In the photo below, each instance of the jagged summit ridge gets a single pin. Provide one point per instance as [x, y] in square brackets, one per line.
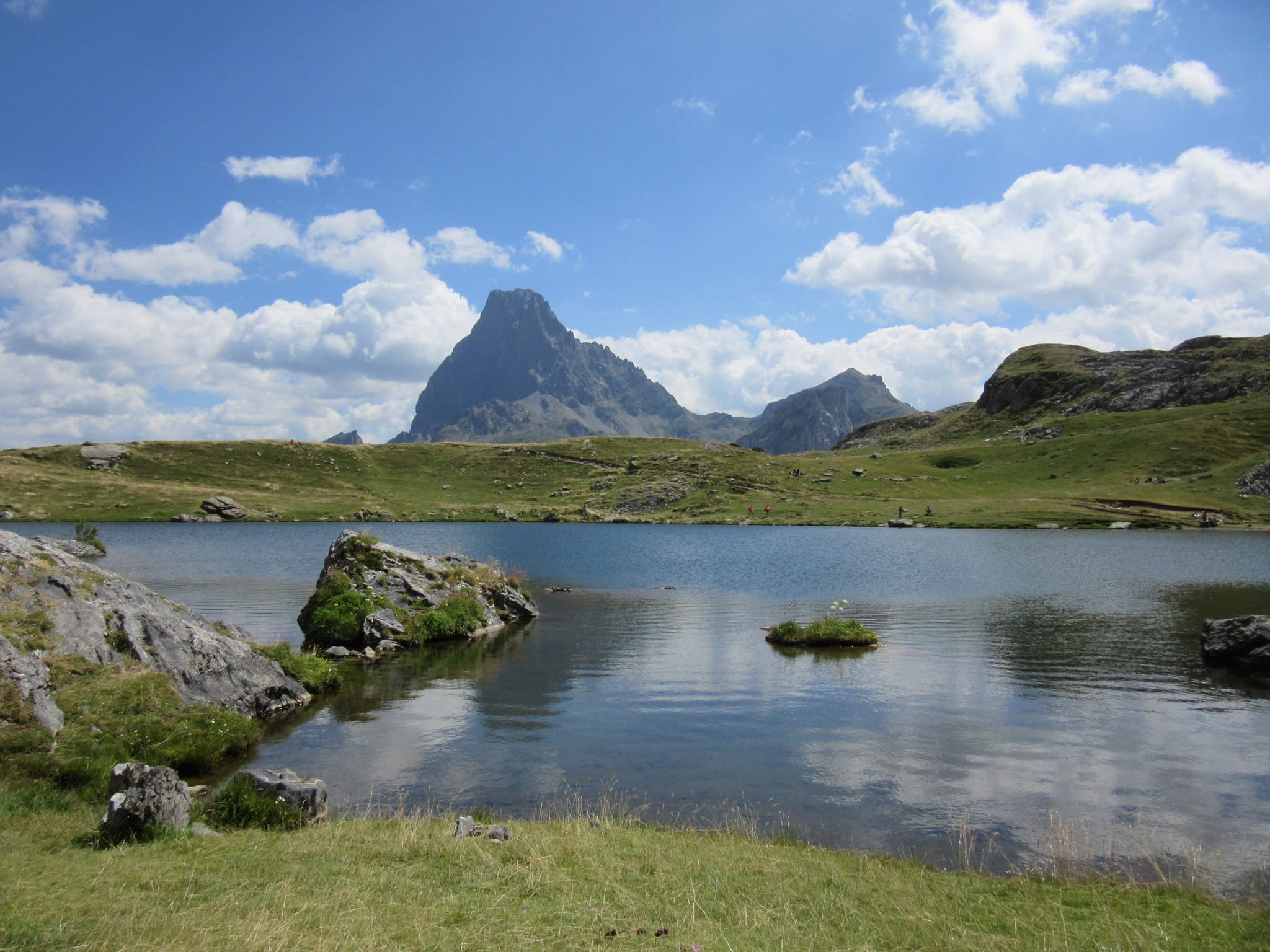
[522, 376]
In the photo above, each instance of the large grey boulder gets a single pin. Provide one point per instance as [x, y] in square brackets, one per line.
[1238, 641]
[406, 582]
[103, 619]
[144, 800]
[1256, 482]
[346, 439]
[308, 796]
[224, 507]
[103, 456]
[81, 550]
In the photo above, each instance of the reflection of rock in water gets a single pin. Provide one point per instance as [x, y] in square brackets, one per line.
[367, 689]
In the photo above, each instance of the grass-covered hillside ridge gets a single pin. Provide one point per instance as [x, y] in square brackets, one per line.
[1039, 464]
[370, 592]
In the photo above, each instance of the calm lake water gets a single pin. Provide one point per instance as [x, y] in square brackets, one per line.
[1026, 677]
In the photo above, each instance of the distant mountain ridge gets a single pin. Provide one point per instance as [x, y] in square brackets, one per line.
[522, 377]
[819, 416]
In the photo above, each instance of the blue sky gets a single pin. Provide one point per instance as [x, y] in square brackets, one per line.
[246, 220]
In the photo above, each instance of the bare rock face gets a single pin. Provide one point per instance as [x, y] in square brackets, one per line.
[1256, 482]
[308, 796]
[1237, 641]
[103, 456]
[521, 376]
[103, 619]
[30, 674]
[346, 439]
[144, 800]
[225, 508]
[1076, 380]
[821, 416]
[391, 586]
[81, 550]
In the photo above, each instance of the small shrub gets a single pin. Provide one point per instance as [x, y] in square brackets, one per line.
[954, 461]
[361, 550]
[87, 534]
[242, 805]
[334, 614]
[455, 619]
[318, 674]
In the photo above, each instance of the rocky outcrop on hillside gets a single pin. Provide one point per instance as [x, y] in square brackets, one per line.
[56, 603]
[521, 376]
[1237, 641]
[371, 592]
[1256, 482]
[346, 439]
[897, 427]
[1075, 380]
[821, 416]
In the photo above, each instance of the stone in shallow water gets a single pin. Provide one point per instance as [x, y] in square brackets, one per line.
[1244, 640]
[143, 800]
[308, 796]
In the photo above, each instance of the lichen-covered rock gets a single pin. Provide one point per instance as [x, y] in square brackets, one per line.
[1242, 641]
[370, 592]
[308, 796]
[81, 550]
[103, 619]
[103, 456]
[31, 676]
[144, 800]
[224, 507]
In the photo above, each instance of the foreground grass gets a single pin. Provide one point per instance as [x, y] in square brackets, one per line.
[406, 883]
[970, 470]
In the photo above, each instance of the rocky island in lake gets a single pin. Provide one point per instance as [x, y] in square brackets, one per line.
[379, 597]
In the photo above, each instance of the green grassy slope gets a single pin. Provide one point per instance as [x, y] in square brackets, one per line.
[969, 469]
[406, 883]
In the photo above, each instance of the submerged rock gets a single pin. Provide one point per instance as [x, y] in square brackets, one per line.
[1240, 641]
[71, 607]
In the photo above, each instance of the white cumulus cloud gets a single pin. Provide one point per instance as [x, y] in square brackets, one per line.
[465, 247]
[295, 168]
[545, 245]
[1081, 235]
[695, 104]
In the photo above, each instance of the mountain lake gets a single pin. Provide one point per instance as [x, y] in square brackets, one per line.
[1037, 696]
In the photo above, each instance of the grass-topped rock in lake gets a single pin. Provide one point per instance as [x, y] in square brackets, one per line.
[830, 631]
[370, 592]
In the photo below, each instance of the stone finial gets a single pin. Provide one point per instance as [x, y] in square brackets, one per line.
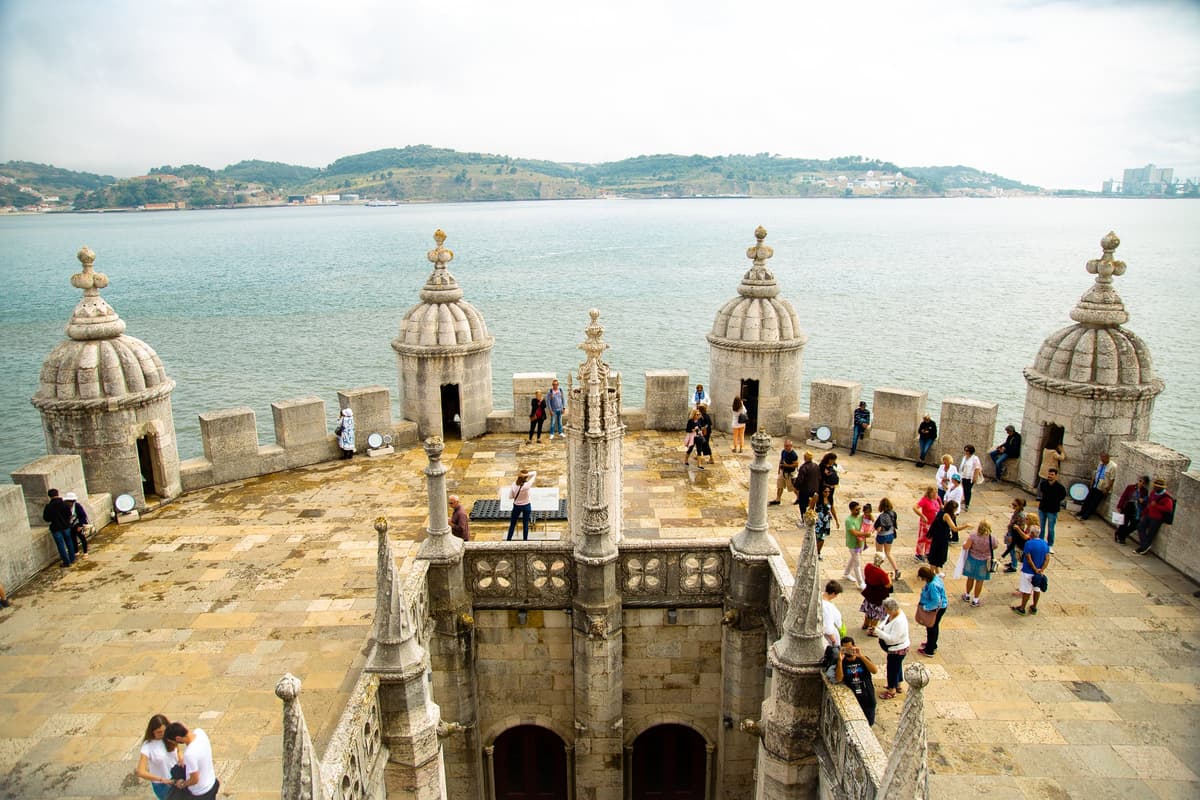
[754, 541]
[1101, 305]
[395, 632]
[803, 642]
[439, 545]
[759, 281]
[907, 771]
[301, 767]
[441, 286]
[93, 318]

● Exercise directions: Return all of the records above word for word, leaving the pictures out.

● Output below:
In the photo below, each instance of the jagged summit ridge gets a single pin. Provide one point per instance as [x, y] in square brackets, one per line.
[522, 376]
In the photo above, each instance of the large grey boulder gets a single pin. Provide one point per instance as [x, y] in square brackets, one per line.
[1238, 641]
[406, 582]
[103, 619]
[144, 800]
[1256, 482]
[346, 439]
[308, 796]
[224, 507]
[103, 456]
[81, 550]
In the photo above, each instance of the reflection of rock in water gets a single pin. Provide one point per instance as [x, y] in square brackets, one per line.
[367, 689]
In the photo above, each instance of the grass-covered hillside ridge gets a single pin. Provide one point per instance as [x, y] in square brackets, one per line.
[1039, 464]
[370, 592]
In the photo above, each instance of the calm lake water gets a single pin. Provide one point per instance as [x, y] in square brackets, one per line.
[1026, 677]
In the photo above, each instance of the distant mountain ridge gets a single pin. Provide one point per instance as [x, y] in square brackets, one per line.
[522, 377]
[819, 416]
In the photo above, each instance of the blue sky gets a single pin. Provide one point per instance as [x, y] in square brackets, one per line.
[246, 220]
In the photo above, each instance of the bare rock face gets a single pin. Provide one point per instance as [x, y] in square brackets, one per line.
[1256, 482]
[308, 796]
[1237, 641]
[103, 456]
[521, 376]
[103, 619]
[30, 674]
[346, 439]
[144, 800]
[225, 508]
[1076, 380]
[821, 416]
[391, 586]
[81, 550]
In the photo above, each instance of the small shrub gets a single pin. Provide one point per instance as [x, y] in square brackets, one per line.
[954, 461]
[361, 550]
[87, 534]
[242, 805]
[334, 614]
[455, 619]
[318, 674]
In the photo above, each instance of the rocky outcrop on hillside gets a single pin. Provide one point per instance as [x, y] in square brackets, one per line.
[56, 603]
[521, 376]
[1237, 641]
[371, 592]
[1256, 482]
[346, 439]
[897, 427]
[1075, 380]
[821, 416]
In the photo above, each instance of the stone in shallow water gets a single pin. Provide one point per instance as [x, y] in square brackets, one per line.
[1244, 640]
[143, 800]
[308, 796]
In the photo above, each instance of the lichen-covered rock gets a single pin. Provide one point per instance as [x, y] in square brackets, one per line.
[1242, 641]
[370, 592]
[308, 796]
[81, 550]
[103, 619]
[103, 456]
[31, 676]
[144, 800]
[224, 507]
In the photo above, each instance of the foreground grass gets a single pin. Provide one point per instance as [x, y] in square brackets, one per line.
[406, 883]
[970, 470]
In the photo above, each instance of the rocky island in lake gets a single pin. Provide one point per instance as [x, y] in square brackets, one per line.
[379, 597]
In the photo above, each instance of the green grassy slope gets a single pin. Provide one point per instance as [x, y] in square brackets, one per line.
[969, 469]
[406, 883]
In the photo above, each instance of the submerged rock gets a single pin. Provide one point per instance as [x, y] in square brackets, one per line.
[1240, 641]
[71, 607]
In the photo above, each instance of the white cumulus cloud gets a single pin. Provide one point per instance as [x, y] in square brackets, one per line.
[465, 247]
[295, 168]
[545, 245]
[1081, 235]
[695, 104]
In the photo above, each instance of the mountain lake gets a single pin. Provide one point per instance as [x, y] in square brackets, one per line.
[1037, 696]
In the photo above, each instance of the grass-topped rock in lake gets a single pin. Provide one point per instance as [x, y] in square brackets, one per line.
[830, 631]
[370, 592]
In the photo below, each instance of the stone finial gets a single pin. Provide one point per instance as [x, y] in square brackets, one per line.
[754, 541]
[1101, 305]
[395, 632]
[803, 642]
[439, 545]
[759, 281]
[907, 771]
[301, 767]
[441, 286]
[93, 318]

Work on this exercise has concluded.